TASK SET
1 - Answer these questions from the text on journals and blogs:
(a) What common factor, according to Boyd, unites all the varying ambitions of journal writing?
(b) Which adjective is often appended to the noun "journal"?
(c) How many years ago did the writer invite people to comment and form a group?
2 - Go on with the text on journals and blogs, starting after its final sentence.

##### PAGE EXCERPT

There are many sorts of journal (wrote Boyd):
- journals written with both eyes fixed firmly on posterity
- journals designed never to be read by anyone but the writer.
- journals content to tabulate the banal and humdrum details of ordinary lives
- journals meant expressly to function as a witness to momentous events of history.
- journals that act as erotic stimulants or a psychoanalytic crutch
- journals designed simply to function as an aide-memoire, perhaps as a rough draft for a later, more polished account of life.
But buried within these varying ambitions and motivations is a common factor that unites all these endeavours – the aspiration to be honest, to tell the truth.
The implication being that in the privacy of this personal record, things will be said and observations made that couldn’t or wouldn’t be uttered in a more public forum. Said Boyd.
(Wherein lies the blogs fundamental flaw. Do you tell the truth? Or skip the truth and become inventive with it?) Say I.
Hence the adjective “intimate” so often appended to the noun “journal”. Said Boyd.
The idea of secret diaries, of intimate journals, somehow goes to the core of this literary form: there is a default-setting of intimacy – of confession – in the private record of a life that not only encourages the writing of journals but also explains their fascination to the reader.’
Wherein lies the lack of interest in the blog as academic record and reflection; it is your reflection and your record. If on paper it would be in an exercise book or an arch-lever file. Without some truth, some revelation, some disclosure, even exposure, it is but a carapace.
Seven years ago I invited people to comment, formed a group and promised to read the journals given below.
Few fellow bloggers came forward, it’s a Long Run, a life-long marathon, not a thing you do as a relay team or with someone on you back.

##########
##### MATERIAL SUPPLIED

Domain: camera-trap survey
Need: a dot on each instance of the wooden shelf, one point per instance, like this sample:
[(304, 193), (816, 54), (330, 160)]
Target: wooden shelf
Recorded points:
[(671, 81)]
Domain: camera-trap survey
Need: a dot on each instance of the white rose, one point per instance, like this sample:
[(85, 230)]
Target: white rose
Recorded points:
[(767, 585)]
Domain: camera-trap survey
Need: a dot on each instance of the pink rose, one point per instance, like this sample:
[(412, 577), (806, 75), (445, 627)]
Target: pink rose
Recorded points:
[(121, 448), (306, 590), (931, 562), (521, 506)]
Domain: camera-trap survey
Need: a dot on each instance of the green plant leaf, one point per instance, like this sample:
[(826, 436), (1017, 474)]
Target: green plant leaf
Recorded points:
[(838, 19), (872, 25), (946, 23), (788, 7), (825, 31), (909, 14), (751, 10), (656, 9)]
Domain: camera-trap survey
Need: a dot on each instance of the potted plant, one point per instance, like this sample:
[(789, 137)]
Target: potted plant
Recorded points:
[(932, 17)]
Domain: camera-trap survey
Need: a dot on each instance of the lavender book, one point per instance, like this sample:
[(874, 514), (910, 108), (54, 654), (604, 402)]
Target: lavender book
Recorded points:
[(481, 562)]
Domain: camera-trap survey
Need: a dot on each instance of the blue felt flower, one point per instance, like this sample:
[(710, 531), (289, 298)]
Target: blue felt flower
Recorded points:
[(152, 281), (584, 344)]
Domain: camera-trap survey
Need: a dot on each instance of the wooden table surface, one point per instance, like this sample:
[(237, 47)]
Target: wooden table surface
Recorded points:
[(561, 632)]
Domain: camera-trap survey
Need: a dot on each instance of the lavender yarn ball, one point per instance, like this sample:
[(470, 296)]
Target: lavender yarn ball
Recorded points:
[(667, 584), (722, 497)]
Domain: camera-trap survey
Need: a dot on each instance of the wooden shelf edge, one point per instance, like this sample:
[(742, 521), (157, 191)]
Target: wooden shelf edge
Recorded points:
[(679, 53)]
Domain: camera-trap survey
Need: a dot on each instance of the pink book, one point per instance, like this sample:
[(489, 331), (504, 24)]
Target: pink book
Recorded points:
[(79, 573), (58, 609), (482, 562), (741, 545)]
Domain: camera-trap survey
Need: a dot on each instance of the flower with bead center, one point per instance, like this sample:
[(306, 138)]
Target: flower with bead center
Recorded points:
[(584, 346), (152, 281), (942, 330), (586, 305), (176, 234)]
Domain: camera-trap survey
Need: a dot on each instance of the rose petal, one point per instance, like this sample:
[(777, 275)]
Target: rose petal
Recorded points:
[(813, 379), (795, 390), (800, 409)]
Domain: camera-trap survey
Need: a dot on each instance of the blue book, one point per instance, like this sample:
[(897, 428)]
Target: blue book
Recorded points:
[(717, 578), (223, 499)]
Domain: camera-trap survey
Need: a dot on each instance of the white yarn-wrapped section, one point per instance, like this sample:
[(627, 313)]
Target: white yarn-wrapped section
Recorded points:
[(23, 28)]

##########

YOUR RESPONSES
1 -
(a) The aspiration to be honest, to tell the truth.
(b) "Intimate."
(c) Seven years ago.

2 -
Seven years on I may read some more of the journals listed below and see what insights it offers this blogger. I suspect I’ve read everything there is on Evelyn Waugh and Virginia Woolf – and everything they wrote (though I’m yet to jump into the River Ouse with my Gant raincoat pockets full of rocks. A passing thought as I walk the dog most days where the lady drowned herself).
William Boyd’s to Ten Journal Keepers
‘It mimics and reflects our own wayward passage through time like no other writing form.’ Boyd says.
‘You have to be dead to escape the various charges of vanity, of special-pleading, of creeping amour-propre.’
The blog I kept for a decade and a bit more Sept 1999 to early 2000 spiralled a non-chronological ‘dump’ on 37 themes.
Occasionally I take a visit; it’s like digging around in my in-law’s attic (they give the appearance og having kept everything they ever read. They are voracious readers and are in their eighties)
A blog for me is:
- A record
- A journal
- An aide-memoir
- My deleterious exploits
- The past (every memory gathered in, every book read, every film seen).
- Dreams analysed
- My mental state
- Every stage and phase of growing up dissected.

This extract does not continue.